Last month, Amazon announced that it has temporarily suspended construction planning for a new 17-story building expected to house 7,000 employees. The move came as Seattle is voting to institute a jobs tax, a 26-cent levy on every hour by an employee at companies making annually $20 million in revenue.
It is apparent that Amazon is gradually fleeing from the city. Why do you think Jeff Bezos is launching HQ2?
Well, this isn’t making the socialists happy at all.
The likes of Kshama Sawant are holding demonstrations, telling Amazon that the money they earn is really the people’s. Typical socialist rhetoric.
But it gets worse.
Sawant and others have launched a petition to prosecute Amazon:
“Amazon is intimidating a public servant by claiming they’ll pause construction depending on how and when the City Council votes on the proposed tax to fund homeless services. Read our letter below to Attorney General Bob Ferguson asking him to prosecute Amazon to the fullest extent of the law for this crime. Then add your name to the letter & share widely!”
She tweeted last week:
From @workingwa: @amazon‘s threat on the people of Seattle is like a subprime mob boss lording it over a company town. It’s also a crime. Sick of putting up with Amazon’s bullying? Send a letter to @BobFergusonAG to prosecute Amazon & join us City Hall 9AM https://t.co/9CVFW3u7PS
— Kshama Sawant (@cmkshama) May 9, 2018
It appears, however, that these bullying tactics aren’t even garnering the support of unions and LGBT businesses.

### Parts of the exercise
1 - Render this sentence from the article about Amazon and Seattle's jobs tax in Spanish: "Well, this isn’t making the socialists happy at all."
2 - Copy the part of the article about Amazon and Seattle's jobs tax that opens with the words containing "It is apparent" and closes with "Typical socialist rhetoric.".
3 - Please carry on the article about Amazon and Seattle's jobs tax from the point where it stops.

### Provided information
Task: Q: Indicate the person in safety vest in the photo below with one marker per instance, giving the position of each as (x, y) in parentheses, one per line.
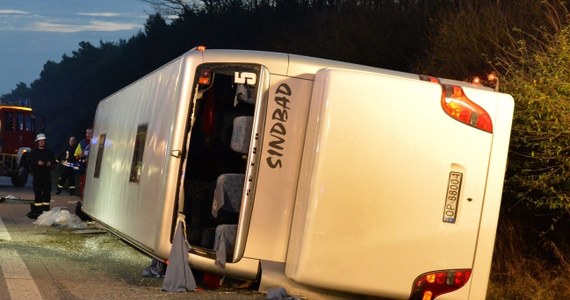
(41, 161)
(68, 167)
(82, 156)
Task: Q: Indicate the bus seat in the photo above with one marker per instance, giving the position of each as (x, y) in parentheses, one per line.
(224, 242)
(229, 187)
(227, 194)
(241, 134)
(245, 93)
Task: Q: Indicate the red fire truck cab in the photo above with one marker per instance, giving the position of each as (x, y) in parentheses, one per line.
(17, 133)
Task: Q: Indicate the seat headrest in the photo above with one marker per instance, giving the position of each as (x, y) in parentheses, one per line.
(241, 134)
(245, 93)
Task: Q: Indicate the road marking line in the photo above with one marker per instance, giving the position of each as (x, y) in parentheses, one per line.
(20, 283)
(4, 235)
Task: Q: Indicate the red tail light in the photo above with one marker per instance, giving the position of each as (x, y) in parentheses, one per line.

### Answers for the exercise
1 - Bueno, esto no tiene nada contentos a los socialistas.

2 -
It is apparent that Amazon is gradually fleeing from the city. Why do you think Jeff Bezos is launching HQ2?
Well, this isn’t making the socialists happy at all.
The likes of Kshama Sawant are holding demonstrations, telling Amazon that the money they earn is really the people’s. Typical socialist rhetoric.

3 -
From Liberty Nation:
But these central planners may be more perturbed by the fact that businesses, unions, and even progressives are coalescing to fight the jobs tax. The leaders of the Downtown Association, the Seattle Chamber of Commerce, and the Greater Seattle Business Association recently penned that the tax won’t solve homelessness, while Iron Workers Local 86 shouted “no head tax” at a counter-protest
If there is one common cause that can bring together capital and labor, it’s the fatuous nature of leftism.
…
But what happens to Seattle when Amazon eventually transitions operations to another part of the country? Or, what if Amazon falls victim to the forces of the free market and sees its market share crater? Who will be left to fill the gaping budget holes? Who will cover the tab for the next big progressive plan? Who else will Sawant blame for red ink in the books?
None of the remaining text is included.